## DATA FOR THE TASK:
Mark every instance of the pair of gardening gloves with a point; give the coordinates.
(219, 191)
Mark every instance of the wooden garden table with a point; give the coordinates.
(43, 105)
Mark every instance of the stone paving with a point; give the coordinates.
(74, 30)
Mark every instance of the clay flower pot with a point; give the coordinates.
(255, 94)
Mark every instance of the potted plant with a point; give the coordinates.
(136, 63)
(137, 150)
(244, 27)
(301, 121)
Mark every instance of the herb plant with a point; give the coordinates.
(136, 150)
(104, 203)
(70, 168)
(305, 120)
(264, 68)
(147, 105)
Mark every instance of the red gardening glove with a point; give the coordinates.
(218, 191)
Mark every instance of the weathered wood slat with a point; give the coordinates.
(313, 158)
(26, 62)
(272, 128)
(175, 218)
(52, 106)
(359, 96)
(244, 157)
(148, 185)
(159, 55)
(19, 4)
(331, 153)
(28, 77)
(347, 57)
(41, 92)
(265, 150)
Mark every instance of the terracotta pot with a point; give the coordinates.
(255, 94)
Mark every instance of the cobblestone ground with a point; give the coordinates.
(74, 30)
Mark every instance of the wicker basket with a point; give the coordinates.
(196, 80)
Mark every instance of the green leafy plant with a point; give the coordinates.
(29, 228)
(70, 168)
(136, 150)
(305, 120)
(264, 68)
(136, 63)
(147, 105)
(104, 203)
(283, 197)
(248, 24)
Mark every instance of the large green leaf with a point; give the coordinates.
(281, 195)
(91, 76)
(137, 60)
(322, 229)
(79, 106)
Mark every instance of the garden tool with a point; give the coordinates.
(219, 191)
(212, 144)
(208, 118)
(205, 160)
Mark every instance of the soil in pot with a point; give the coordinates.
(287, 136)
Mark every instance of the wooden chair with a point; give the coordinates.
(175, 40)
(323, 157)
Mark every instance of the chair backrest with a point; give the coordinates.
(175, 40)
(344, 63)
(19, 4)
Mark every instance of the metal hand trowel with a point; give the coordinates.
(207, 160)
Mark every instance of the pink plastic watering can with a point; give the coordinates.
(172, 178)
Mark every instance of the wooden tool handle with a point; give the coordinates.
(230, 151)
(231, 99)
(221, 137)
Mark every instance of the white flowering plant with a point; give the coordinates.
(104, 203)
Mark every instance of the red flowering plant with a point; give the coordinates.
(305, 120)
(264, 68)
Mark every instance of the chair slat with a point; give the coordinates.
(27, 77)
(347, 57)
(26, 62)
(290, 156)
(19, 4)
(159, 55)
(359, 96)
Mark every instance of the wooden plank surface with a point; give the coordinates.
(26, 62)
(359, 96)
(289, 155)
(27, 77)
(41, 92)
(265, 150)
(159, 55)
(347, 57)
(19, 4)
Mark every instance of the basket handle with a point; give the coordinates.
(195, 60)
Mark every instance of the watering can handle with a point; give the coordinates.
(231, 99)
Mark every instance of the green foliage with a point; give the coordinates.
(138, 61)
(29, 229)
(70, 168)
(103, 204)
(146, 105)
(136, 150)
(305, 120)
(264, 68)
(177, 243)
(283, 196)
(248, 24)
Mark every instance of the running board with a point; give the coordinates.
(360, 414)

## SET EXERCISE:
Copy out, unchanged, the lines of the listing above, from the line with "Mark every instance of the red flowering" through the last line of the listing, including both ends.

## FULL OUTPUT:
Mark every instance of the red flowering plant with a point; give the coordinates.
(305, 120)
(264, 68)
Mark every instance of the chair slat with a point; give the coordinates.
(27, 77)
(347, 57)
(26, 62)
(290, 156)
(19, 4)
(159, 55)
(359, 96)
Mark every instance of the wooden plank surface with a point; give the coordinates.
(26, 62)
(359, 96)
(289, 155)
(27, 77)
(41, 92)
(265, 150)
(159, 55)
(347, 57)
(19, 4)
Mark every instance of the basket handle with a point; give the coordinates.
(195, 60)
Mark every instance of the watering can handle with a point; give the coordinates.
(231, 99)
Mark every instance of the green foliage with a point; give the coordinates.
(138, 61)
(29, 229)
(70, 168)
(103, 204)
(146, 105)
(136, 150)
(305, 120)
(264, 68)
(177, 243)
(283, 196)
(248, 24)
Mark every instance of the running board with a point; give the coordinates.
(360, 414)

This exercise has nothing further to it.